What to produce –
What you should copy is the line containing "Where can you find the tower" and all lines after it in the entries below, exactly and without anything added.

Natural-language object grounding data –
*** Block opens ***
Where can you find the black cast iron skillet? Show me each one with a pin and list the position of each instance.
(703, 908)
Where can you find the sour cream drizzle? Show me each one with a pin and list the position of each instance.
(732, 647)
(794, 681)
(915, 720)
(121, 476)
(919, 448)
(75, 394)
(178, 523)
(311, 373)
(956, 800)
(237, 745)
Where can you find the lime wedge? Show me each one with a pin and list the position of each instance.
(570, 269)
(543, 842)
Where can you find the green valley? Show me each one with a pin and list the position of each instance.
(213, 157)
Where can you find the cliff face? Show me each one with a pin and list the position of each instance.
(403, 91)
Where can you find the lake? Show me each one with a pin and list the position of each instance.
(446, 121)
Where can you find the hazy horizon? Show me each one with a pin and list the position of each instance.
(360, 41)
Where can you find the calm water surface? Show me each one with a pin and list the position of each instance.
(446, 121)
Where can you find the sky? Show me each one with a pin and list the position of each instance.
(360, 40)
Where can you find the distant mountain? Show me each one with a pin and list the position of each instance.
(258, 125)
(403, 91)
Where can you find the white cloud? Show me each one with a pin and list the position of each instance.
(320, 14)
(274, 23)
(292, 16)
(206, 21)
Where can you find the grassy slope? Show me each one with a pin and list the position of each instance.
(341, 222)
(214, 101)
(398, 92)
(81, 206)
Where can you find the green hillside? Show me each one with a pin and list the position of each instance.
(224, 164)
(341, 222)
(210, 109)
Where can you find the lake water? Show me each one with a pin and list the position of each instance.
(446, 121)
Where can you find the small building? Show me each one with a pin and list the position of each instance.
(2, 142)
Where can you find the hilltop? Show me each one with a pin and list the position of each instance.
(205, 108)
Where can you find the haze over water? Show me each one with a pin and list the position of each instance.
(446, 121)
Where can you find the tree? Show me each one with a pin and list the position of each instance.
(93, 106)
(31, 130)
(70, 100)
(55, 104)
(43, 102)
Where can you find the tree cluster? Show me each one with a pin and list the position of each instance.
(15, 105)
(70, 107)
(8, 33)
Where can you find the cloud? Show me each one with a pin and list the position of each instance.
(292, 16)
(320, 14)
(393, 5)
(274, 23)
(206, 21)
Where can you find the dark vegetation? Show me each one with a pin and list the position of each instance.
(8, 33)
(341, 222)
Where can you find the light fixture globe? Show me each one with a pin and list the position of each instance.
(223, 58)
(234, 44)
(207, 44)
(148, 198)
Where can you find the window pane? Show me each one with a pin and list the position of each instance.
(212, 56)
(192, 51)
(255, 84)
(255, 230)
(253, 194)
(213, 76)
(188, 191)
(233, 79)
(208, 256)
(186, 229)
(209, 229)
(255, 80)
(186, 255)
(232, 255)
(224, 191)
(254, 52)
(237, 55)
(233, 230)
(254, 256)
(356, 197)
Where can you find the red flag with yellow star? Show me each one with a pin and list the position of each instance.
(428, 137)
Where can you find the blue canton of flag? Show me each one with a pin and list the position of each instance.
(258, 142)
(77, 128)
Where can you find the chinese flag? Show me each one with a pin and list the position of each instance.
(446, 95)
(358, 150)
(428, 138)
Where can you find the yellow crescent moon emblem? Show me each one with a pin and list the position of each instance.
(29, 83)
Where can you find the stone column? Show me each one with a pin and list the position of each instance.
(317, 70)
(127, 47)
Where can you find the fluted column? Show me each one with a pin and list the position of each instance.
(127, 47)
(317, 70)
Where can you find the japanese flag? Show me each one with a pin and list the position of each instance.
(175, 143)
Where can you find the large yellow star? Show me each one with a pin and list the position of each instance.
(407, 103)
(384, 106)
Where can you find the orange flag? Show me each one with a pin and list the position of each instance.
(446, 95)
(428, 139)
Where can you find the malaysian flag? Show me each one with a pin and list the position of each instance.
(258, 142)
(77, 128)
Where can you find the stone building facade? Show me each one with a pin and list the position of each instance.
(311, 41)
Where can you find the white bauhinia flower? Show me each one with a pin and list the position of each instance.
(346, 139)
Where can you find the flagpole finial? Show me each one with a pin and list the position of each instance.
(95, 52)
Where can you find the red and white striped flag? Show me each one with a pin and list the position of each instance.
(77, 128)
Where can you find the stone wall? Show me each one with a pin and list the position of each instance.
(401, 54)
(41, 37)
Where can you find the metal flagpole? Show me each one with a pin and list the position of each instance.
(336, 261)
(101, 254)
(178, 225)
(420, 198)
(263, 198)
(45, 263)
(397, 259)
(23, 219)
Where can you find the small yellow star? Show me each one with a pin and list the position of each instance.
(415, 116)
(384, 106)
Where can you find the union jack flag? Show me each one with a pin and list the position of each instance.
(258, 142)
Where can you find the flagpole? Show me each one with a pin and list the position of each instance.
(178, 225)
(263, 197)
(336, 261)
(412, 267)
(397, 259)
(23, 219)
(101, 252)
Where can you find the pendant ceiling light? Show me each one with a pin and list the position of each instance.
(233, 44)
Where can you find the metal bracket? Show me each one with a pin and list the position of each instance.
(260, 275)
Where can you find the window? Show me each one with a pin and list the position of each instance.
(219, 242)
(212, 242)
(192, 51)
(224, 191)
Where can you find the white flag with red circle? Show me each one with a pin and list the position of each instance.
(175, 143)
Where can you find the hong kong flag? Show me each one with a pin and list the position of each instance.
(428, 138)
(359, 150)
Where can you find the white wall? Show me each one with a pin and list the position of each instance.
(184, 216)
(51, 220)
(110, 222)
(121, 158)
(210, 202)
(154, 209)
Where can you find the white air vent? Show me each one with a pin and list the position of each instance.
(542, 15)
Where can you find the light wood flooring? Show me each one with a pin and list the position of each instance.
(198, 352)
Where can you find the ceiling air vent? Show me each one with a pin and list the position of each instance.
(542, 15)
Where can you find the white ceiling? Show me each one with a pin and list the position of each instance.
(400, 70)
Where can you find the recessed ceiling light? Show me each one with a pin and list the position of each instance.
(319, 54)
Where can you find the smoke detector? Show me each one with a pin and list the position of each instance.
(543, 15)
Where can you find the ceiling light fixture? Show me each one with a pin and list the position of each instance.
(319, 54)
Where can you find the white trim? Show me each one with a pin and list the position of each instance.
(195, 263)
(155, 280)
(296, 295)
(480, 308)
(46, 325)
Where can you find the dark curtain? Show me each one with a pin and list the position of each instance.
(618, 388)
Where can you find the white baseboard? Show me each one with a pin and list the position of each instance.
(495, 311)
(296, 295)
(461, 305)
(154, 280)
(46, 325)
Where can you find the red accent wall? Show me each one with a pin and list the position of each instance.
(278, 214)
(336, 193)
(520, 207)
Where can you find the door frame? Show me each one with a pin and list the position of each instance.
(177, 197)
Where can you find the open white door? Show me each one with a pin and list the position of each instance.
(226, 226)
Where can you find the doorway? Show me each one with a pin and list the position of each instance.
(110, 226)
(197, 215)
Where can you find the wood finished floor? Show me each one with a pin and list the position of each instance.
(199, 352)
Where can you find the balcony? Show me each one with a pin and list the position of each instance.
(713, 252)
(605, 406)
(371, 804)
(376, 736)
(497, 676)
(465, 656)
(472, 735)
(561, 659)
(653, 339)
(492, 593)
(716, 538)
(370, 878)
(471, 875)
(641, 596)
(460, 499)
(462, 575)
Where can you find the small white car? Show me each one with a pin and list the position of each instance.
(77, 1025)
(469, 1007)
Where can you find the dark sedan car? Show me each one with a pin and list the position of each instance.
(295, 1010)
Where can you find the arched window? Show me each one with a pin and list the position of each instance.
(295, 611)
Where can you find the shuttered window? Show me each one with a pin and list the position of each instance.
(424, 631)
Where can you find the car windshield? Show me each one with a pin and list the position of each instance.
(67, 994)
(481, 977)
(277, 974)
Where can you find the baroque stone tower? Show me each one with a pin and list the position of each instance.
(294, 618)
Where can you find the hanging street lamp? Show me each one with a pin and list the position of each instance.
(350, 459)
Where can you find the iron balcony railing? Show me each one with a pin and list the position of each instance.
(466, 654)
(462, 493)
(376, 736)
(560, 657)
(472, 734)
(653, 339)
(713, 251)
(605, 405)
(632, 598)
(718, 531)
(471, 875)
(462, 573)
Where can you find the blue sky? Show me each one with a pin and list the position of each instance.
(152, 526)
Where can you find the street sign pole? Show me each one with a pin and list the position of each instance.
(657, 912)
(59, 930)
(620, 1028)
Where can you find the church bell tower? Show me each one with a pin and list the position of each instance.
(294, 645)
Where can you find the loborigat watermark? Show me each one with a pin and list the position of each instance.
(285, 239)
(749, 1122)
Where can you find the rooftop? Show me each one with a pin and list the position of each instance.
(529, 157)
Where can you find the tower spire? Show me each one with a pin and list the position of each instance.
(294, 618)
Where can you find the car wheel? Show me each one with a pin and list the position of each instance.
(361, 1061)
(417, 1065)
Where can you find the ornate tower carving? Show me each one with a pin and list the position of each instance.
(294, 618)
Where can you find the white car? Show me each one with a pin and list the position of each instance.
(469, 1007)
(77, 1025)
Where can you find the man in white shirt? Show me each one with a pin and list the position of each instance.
*** Block closes ***
Output for this exercise –
Where can you find the tower spire? Show me each one with a pin and list the position of each instance.
(294, 618)
Where can you find the car wheel? Show me each one with a pin and list the position of each instance.
(361, 1061)
(417, 1065)
Where can you find the ornate tower carving? Show me each one with a pin and list the position of each instance.
(294, 618)
Where can you find the white car? Show me each one with a pin and list the position of each instance.
(469, 1007)
(77, 1025)
Where can you find the man in white shirt? Show me each one with a pin and list the position of each instance.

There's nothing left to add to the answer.